The task.
Reproduce the listing below verbatim, line by line, omitting the pictures.

⁂

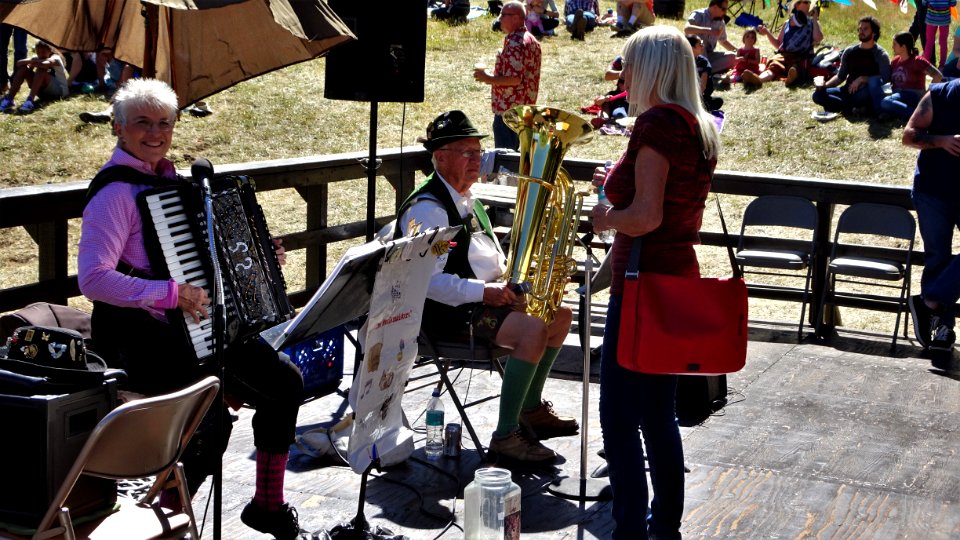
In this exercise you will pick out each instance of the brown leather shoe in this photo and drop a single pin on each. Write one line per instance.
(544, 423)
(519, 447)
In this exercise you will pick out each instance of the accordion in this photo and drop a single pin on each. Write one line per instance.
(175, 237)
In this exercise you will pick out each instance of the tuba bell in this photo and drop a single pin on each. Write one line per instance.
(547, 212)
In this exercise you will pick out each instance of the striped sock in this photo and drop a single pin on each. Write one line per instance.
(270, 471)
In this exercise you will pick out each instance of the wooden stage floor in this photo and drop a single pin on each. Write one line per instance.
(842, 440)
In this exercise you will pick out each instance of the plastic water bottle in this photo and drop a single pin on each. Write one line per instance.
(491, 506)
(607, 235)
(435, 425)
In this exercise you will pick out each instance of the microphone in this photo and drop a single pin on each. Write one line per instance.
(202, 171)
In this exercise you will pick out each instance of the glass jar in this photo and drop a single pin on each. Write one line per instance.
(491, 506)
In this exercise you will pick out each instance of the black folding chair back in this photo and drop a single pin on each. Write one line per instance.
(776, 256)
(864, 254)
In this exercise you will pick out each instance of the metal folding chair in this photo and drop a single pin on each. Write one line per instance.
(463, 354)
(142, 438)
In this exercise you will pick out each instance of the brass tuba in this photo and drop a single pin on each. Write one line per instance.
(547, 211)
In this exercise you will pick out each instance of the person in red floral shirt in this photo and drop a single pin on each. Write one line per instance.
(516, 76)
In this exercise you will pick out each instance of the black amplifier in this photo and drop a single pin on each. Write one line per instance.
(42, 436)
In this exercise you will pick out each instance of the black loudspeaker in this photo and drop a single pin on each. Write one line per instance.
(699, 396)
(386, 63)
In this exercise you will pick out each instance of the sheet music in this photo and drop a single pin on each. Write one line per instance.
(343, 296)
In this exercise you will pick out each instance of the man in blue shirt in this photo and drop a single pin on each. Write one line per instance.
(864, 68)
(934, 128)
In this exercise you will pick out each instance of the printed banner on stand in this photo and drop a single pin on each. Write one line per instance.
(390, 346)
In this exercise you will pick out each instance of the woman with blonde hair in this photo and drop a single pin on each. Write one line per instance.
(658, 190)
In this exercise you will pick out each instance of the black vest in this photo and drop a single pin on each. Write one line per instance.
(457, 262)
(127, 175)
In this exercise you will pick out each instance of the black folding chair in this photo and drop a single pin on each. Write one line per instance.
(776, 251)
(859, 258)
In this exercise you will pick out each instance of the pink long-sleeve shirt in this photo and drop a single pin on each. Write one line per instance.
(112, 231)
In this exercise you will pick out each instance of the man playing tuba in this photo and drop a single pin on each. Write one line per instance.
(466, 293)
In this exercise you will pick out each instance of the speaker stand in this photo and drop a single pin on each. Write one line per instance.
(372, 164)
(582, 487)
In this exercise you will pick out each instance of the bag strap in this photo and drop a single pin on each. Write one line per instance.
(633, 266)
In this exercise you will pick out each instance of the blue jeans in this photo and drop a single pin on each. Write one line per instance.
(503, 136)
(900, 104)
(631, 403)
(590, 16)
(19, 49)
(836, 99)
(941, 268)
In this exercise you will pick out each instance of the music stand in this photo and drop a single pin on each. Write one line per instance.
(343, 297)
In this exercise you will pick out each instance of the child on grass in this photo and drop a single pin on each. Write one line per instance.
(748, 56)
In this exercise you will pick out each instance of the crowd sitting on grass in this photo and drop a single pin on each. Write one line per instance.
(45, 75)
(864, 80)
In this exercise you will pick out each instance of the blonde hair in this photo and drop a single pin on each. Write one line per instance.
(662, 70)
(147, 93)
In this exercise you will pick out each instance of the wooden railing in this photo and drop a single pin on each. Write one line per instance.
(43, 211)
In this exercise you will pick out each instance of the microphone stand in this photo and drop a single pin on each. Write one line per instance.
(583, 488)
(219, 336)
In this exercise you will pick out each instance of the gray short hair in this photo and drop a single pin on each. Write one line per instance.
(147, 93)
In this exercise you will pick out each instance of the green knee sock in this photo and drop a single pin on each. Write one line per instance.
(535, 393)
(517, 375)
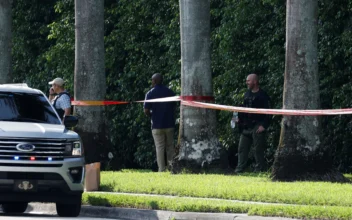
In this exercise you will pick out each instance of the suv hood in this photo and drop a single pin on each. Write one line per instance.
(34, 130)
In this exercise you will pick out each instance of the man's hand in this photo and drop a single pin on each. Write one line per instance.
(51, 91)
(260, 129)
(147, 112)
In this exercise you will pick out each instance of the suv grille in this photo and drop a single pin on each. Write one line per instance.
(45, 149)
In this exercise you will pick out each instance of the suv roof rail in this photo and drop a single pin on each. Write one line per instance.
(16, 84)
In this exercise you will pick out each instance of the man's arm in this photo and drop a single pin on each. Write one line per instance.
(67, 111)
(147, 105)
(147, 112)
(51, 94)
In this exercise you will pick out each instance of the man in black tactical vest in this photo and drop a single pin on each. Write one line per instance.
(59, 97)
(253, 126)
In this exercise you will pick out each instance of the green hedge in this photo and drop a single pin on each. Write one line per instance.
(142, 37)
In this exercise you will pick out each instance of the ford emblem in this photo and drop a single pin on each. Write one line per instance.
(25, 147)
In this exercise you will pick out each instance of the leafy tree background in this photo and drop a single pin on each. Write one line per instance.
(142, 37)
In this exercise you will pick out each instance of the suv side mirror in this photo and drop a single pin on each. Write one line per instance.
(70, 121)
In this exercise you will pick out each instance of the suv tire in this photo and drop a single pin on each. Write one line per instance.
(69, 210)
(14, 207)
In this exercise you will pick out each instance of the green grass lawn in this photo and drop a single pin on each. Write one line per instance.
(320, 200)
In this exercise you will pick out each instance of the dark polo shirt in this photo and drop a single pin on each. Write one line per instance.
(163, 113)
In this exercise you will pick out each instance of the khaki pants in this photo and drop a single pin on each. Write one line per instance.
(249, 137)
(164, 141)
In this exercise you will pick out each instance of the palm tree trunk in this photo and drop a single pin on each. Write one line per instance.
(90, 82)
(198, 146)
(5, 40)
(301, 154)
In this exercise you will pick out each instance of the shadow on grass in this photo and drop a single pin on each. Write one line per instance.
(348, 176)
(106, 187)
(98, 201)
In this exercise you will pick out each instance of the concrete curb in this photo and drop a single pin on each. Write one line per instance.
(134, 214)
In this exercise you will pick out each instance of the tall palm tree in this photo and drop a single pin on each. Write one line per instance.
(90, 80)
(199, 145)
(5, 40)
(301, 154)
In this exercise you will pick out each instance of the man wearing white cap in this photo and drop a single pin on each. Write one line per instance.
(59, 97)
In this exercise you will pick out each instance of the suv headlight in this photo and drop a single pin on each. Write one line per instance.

⁂

Task result.
In this exercise you will pick out each instance of the brown leather shoe in this photo and drop a single pin on each. Write one line per instance.
(544, 423)
(519, 447)
In this exercise you will pick out each instance of the accordion in this photo and drop a single pin on each. Write one line per instance.
(175, 237)
In this exercise you will pick out each instance of the tuba bell in this photo and drop a single pin on each. Write one line per instance.
(547, 212)
In this exercise you will pick out each instance of the striped sock in this photo and drop a single pin on each. Write one line per instance.
(270, 471)
In this exercise you will pick out each instance of the wooden stage floor in this photo and drop a single pin on each. Write one line per instance.
(842, 440)
In this exercise you will pick out each instance of the plastic water bottle in this photo and drop a single pin on each. Write one line per instance.
(491, 506)
(607, 235)
(435, 425)
In this exercise you will pick out each instance of the microphone in this photo and drop a single pin on each. Write one line per instance.
(202, 171)
In this exercise you will pick out each instance of the glass jar in this photo and drop a single pin on each. Write one line per instance.
(491, 506)
In this exercise you will pick out each instance of the black folding chair back in this photo and drop a single pin on each. Write one line per instance.
(776, 256)
(864, 254)
In this exercise you will pick out each instance of the metal folding chair in this photo and drop a single pin on each. Write one line per instance.
(463, 354)
(142, 438)
In this exercise you will pick out each instance of the brass tuba in this photo and drop a single pin on each. Write one line per instance.
(547, 211)
In this exercise you will pick out each instance of the person in red floral shirt in this photo and drop a single pin on each. Write one line per instance.
(516, 76)
In this exercise you will pick out each instance of the black amplifier in this photo and drop a single pin on each. Write one line per instance.
(42, 436)
In this exercise you will pick out each instance of the black loudspeaker in this photo and drop a single pin on each. Write one line per instance.
(699, 396)
(386, 63)
In this exercise you will pick out each instance of the sheet music in this photo and drop a single pin on each. Write one line per instance.
(343, 296)
In this exercise you will pick out each instance of the man in blue shirt in this photo and drop a single pin on each. Write one line per instance.
(864, 68)
(934, 128)
In this exercise you will pick out each instance of the printed banner on stand in this photo and drop a single pin on each. Write one line per instance.
(390, 346)
In this exercise you will pick out each instance of the woman with blonde hair in this photo and drop a single pin on each. Write one line per instance.
(658, 190)
In this exercise you will pick out each instance of the black vest in this photo and drop a single pin on each. Write one line per instance.
(457, 262)
(127, 175)
In this exercise you will pick out each instance of the black folding chair in this photo and drop a single pin on each. Write one line per instance.
(776, 251)
(859, 258)
In this exercise you will pick out each instance of the pink long-sleeve shirt in this photo and drop a single pin on each. Write one line per instance.
(112, 231)
In this exercise you will pick out each instance of the man playing tuba in this photo and drop a single pin on each. Write one line per instance.
(466, 293)
In this exercise you will pick out each instance of the speaker stand in this photo and drop a single pin on each. Write one line per instance.
(372, 164)
(582, 487)
In this exercise you will pick out each instance of the bag strap in this photo and drop a single pin on each. Write one line per instance.
(633, 266)
In this exercise you will pick out each instance of the blue jeans in this photo and drop a single pin on each. Write one line per instance.
(503, 136)
(900, 104)
(631, 403)
(590, 16)
(19, 49)
(836, 99)
(941, 268)
In this exercise you will pick out each instance of the music stand in this photo and drop a single pin on each. Write one line per instance.
(343, 297)
In this exercise you will pick out each instance of the child on grass in this photo and drop a single pin on each. Write one line per instance.
(748, 56)
In this exercise you will pick out each instance of the crowd sitting on grass in this photo and drop a single pin on each. Write one line per instance.
(45, 75)
(864, 80)
In this exercise you will pick out each instance of the blonde hair in this photo and drop a single pin on each. Write one line per instance.
(662, 70)
(147, 93)
In this exercise you will pick out each instance of the wooden railing in this photo and drop a single pin on each. Write one line per instance.
(43, 211)
In this exercise you will pick out each instance of the microphone stand in this photo and drop a single pin on each. Write one line per instance.
(583, 488)
(219, 336)
In this exercise you will pick out each instance of the gray short hair in this photo and drop a single pin on each. Write one line per instance.
(147, 93)
In this exercise you will pick out each instance of the green knee sock in this photo and drop a single pin on each. Write one line per instance.
(535, 393)
(517, 375)
In this exercise you will pick out each instance of the suv hood in this photo and drop a single pin on each. Write one line per instance.
(34, 130)
In this exercise you will pick out each instance of the man's hand in this photo and drop a single pin on each. Write one line per instance.
(51, 91)
(260, 129)
(147, 112)
In this exercise you will pick out each instance of the suv grille in this photo and drop a single pin on each. Write one line per instance.
(45, 149)
In this exercise you will pick out each instance of the suv roof rail in this photo and drop a single pin on each. Write one line per instance.
(16, 84)
In this exercise you will pick out each instance of the man's arm in this photo and drop a single pin on each. Write one line per instance.
(67, 111)
(147, 105)
(147, 112)
(51, 94)
In this exercise you will pick out each instance of the man in black tactical vest in this photo and drop a single pin on each. Write one line per instance.
(59, 97)
(253, 126)
In this exercise you will pick out each instance of the green hedge in this photo and drop a single pin on each. Write one line per instance.
(142, 37)
In this exercise you will pick out each instance of the ford emblem in this photo and drop a single pin on each. Write one line per instance.
(25, 147)
In this exercise you will pick out each instance of the leafy tree background in this photo and drop a single pin on each. Write one line per instance.
(142, 37)
In this exercise you will pick out each instance of the suv side mirror in this photo and drop a single pin on each. Write one line per instance.
(70, 121)
In this exercise you will pick out each instance of the suv tire in this photo and drop a single pin on each. Write one line per instance.
(69, 210)
(14, 207)
In this exercise you will pick out each instance of the green grass lawn in this photo and drop a single pin on each. Write one line per instance.
(320, 200)
In this exercise you will pick out each instance of the dark polo shirt in this photo and drop a single pin on each. Write one line per instance.
(163, 113)
In this exercise you will pick out each instance of the khaki pants in this photo and drop a single pin on each. Write one line per instance.
(249, 137)
(164, 141)
In this exercise you will pick out each instance of the palm tree trunk in this photo and drop a single pin on each. Write one line per instance.
(90, 82)
(198, 146)
(5, 40)
(301, 154)
In this exercise you will pick out each instance of the shadow on grass in this photo and drop a single pin on each. Write one line per instance.
(348, 176)
(106, 187)
(98, 201)
In this exercise you will pick out each instance of the concrete curb in this photo and drop a single pin on each. Write one line per instance.
(134, 214)
In this exercise you will pick out each instance of the tall palm tree in this photo and drop a single pin on each. Write one line per instance.
(90, 80)
(199, 145)
(5, 40)
(301, 154)
In this exercise you will pick out each instance of the man wearing white cap in this photo and drop a single pin on each. Write one line per instance.
(59, 97)
In this exercise you will pick out each instance of the suv headlight in this photo and drop a single pin on each. Write one line per instance.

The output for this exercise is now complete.